• **Written instruction**
Rewrite every row below, changing "Example query" to "Sample query" and keeping everything else the same. Leave the pictures out of your answer.

• **Dataset entries**
━━━━━━━━
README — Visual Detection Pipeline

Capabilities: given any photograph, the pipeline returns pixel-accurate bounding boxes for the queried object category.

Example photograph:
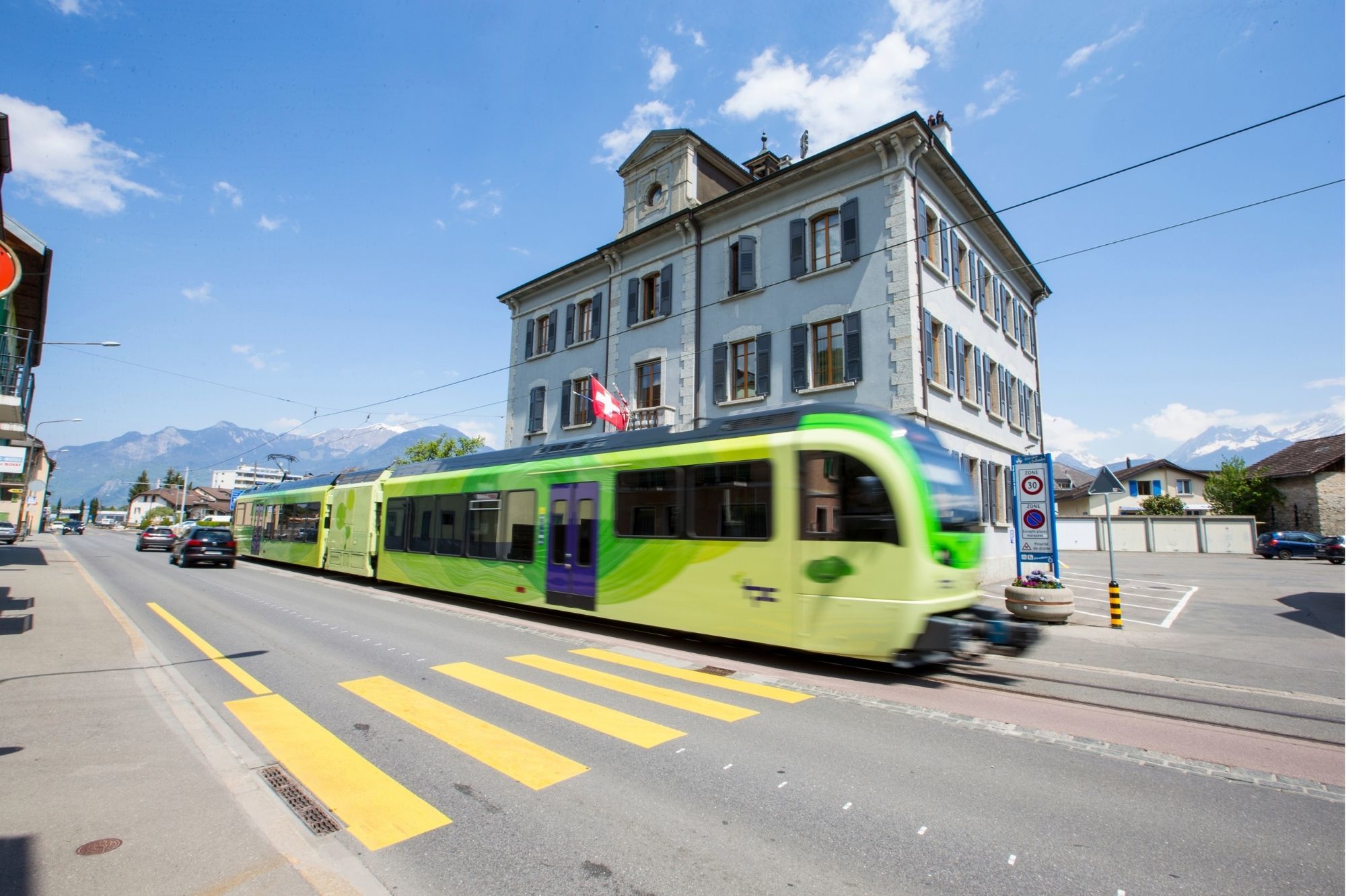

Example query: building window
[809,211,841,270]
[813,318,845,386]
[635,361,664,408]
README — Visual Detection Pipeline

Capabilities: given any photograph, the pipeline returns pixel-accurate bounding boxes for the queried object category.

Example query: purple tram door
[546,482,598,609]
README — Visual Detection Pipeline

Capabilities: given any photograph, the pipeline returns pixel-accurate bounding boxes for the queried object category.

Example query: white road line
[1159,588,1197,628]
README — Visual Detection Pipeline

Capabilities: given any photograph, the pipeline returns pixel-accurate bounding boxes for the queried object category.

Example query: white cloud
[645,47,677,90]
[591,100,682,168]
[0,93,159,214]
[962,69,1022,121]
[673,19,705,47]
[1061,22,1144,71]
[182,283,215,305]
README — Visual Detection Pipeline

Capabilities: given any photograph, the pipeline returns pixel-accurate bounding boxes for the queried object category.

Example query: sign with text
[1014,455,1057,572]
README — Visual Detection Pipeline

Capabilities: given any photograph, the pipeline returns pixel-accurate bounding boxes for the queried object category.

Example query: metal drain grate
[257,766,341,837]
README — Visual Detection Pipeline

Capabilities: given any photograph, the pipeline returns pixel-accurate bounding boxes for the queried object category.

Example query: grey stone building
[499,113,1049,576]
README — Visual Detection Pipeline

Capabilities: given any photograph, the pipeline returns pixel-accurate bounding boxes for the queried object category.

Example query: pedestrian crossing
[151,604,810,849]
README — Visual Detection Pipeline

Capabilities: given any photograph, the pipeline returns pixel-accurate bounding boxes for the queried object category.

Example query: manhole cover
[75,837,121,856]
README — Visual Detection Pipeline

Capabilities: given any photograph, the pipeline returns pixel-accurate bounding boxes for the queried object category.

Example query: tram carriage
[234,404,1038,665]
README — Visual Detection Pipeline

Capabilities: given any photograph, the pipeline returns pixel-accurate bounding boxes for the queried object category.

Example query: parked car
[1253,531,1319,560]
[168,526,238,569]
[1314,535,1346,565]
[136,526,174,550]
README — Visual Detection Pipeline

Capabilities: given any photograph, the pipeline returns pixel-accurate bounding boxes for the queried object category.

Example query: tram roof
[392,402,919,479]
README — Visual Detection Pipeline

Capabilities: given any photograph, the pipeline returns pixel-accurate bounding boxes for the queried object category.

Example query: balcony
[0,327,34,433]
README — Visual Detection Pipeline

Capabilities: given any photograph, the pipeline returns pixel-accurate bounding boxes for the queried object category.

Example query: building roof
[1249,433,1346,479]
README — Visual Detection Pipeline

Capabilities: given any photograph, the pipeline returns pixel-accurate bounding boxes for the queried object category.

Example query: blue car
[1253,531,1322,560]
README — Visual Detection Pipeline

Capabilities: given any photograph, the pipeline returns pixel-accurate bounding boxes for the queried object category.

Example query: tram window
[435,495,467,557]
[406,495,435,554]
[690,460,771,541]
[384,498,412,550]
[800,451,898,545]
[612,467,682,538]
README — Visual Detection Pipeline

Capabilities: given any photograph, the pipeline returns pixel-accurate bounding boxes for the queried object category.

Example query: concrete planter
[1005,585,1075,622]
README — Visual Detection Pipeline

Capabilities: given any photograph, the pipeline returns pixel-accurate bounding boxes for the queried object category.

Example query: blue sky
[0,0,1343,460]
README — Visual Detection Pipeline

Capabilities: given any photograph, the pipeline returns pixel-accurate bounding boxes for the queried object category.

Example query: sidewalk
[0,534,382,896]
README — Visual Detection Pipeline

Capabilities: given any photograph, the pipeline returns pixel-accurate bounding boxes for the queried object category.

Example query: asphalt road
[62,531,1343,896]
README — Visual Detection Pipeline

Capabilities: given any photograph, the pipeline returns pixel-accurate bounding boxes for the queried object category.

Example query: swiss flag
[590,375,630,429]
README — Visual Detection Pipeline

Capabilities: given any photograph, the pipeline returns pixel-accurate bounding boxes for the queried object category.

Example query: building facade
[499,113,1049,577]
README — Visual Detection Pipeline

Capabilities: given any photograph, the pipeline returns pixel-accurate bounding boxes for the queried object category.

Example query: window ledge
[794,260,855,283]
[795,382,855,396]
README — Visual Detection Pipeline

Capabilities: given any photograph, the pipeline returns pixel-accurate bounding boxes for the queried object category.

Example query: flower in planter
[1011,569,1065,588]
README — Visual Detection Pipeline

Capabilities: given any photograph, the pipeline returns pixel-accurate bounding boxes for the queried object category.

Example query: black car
━━━━━━━━
• **Problem solution**
README — Visual Detection Pipeline

Capabilities: given any photograph, the pipeline returns pixel-accurate bounding boxes for the queried object category.

Example photograph:

Sample query: building window
[809,211,841,270]
[813,318,845,386]
[635,361,664,408]
README — Visual Detection Pipeline

Capabilities: given any photograph, the pipeline returns pixel-accurate bounding boxes for the queried object category.

Sample query: purple tram door
[546,482,598,609]
README — Visual Detection Pipeline

Capabilities: given any photograph, the pipeline returns pixel-accurate bounding boxes for the queried object category.

Sample query: white road line
[1159,588,1197,628]
README — Visual Detection Pipeline

Capabilities: given any photograph, the pipeline returns pixel-accurate bounding boxes for the queried object category.

Sample query: white cloud
[645,47,677,90]
[591,100,682,168]
[0,93,159,214]
[962,69,1022,121]
[673,19,705,47]
[1061,22,1144,71]
[182,283,215,305]
README — Visual Detection Pipeline

Capabilities: given any photograph, the pipeline returns pixel-accurate bounding boxes for the queried object category.

Sample query: sign with text
[1014,455,1057,572]
README — Visual Detection Pipeline

Capabilities: given any photograph, the pipeline returns pixel-accurate bounding boxes for the queried object category.

Sample query: metal drain grate
[257,766,341,837]
README — Visual Detection Pipeline

Capabilities: given any photograph, the pipeline returns pixel-accurate bounding boxes for the queried object category.

Sample query: grey stone building
[499,113,1049,576]
README — Visual Detection Pipeline

Capabilities: given any photograph, the pipeline returns pixel-accurate bounding boxes for the queried object category.

Sample query: pedestrian crossing
[151,604,810,849]
README — Visual Detection Pipeline

Capabilities: given any photograph, the pipeline returns pixel-accurate bounding boxes for the queried object category.

Sample query: manhole cover
[75,837,121,856]
README — Visual Detection Pipeline

Capabilities: given any photograph, the pipeline returns pixel-accurate bounding boxes for the queried object category.

Sample query: tram carriage
[234,404,1038,665]
README — Visual Detection Pipeline

Capabilities: given any photograph, the pipeline returns pixel-accurate bounding boxes for the queried object category.

Sample query: parked car
[1253,531,1319,560]
[168,526,238,569]
[1314,535,1346,565]
[136,526,174,550]
README — Visual Detection Pipeline

Capabilities: given any photograph, the pipeline returns pixel-accurate bounding boxes for the queried object category.

Sample query: tram roof
[392,402,919,479]
README — Visual Detection Pipeline

Capabilities: given any photograph, the pipeline returns pixel-accurate bounding boxes for the queried object category.

Sample query: balcony
[0,327,34,433]
README — Visual Detection Pipeline

Capabilities: given any photograph, the pipeline returns pixel-accurate bounding boxes for the queried object category.

Sample query: building roof
[1249,433,1346,479]
README — Visual Detection Pipeline

Capabilities: given any photograph, the pipeline returns pixel-accurate bounding boxes for the queried object category.

Sample query: blue car
[1253,531,1322,560]
README — Visual Detection Pipeline

Capabilities: given any photograph, the pipeline returns pixel-accurate bounding boxes for the queried object category.

Sample query: tram window
[435,495,467,557]
[406,495,435,554]
[690,460,771,541]
[384,498,412,550]
[800,451,898,545]
[612,467,682,538]
README — Visual Detection Pipeline

Capabilities: given any photograph, the pipeline returns pixel-accurate bounding boxes for the queried object category.

Sample query: concrete planter
[1005,585,1075,622]
README — Visual Detection Pipeline

Capabilities: given any photograph, the pipeline returns pixel-accurate bounding boxes for the queried object category.

Sample query: blue sky
[0,0,1343,460]
README — Visual Detection Pipeline

Capabilities: given any photograph, the pipeline returns pixel-accurate bounding boxes for the queried object category.

Sample query: sidewalk
[0,534,382,896]
README — Visual Detection Pipeline

Capabilities: given any photograph, the pipeline returns pixel-accurate bounding boxes for the queried object category.

Sample query: asphalt road
[62,531,1343,896]
README — Visual Detection Pipeline

Capabilities: given any photograph, the pipeline returns pixel-accurate bounding boxes for the queried object category.

Sample query: swiss flag
[590,375,630,429]
README — Visual Detection Pipeline

Capabilities: given any photograph, the pipeline returns pixel-accurate bounding boxes for the queried object category.

Sample query: building facade
[499,113,1049,577]
README — Visual Detection Pipeline

Capabilities: given any photograph, the pipeline returns pixel-accurate bounding boxes for the queried object category.

Sample query: window ledge
[794,260,855,283]
[795,382,855,396]
README — Visual Detection Pipeline

Capabilities: given any photograph, the pipeline returns pixel-accurate bounding boxes for the queried object category.

Sample query: flower in planter
[1011,569,1065,588]
README — Visual Detection Pipeline

Capabilities: given any photograph, the pipeline returns pixel-accurate bounding boxes for the queried object category.

Sample query: black car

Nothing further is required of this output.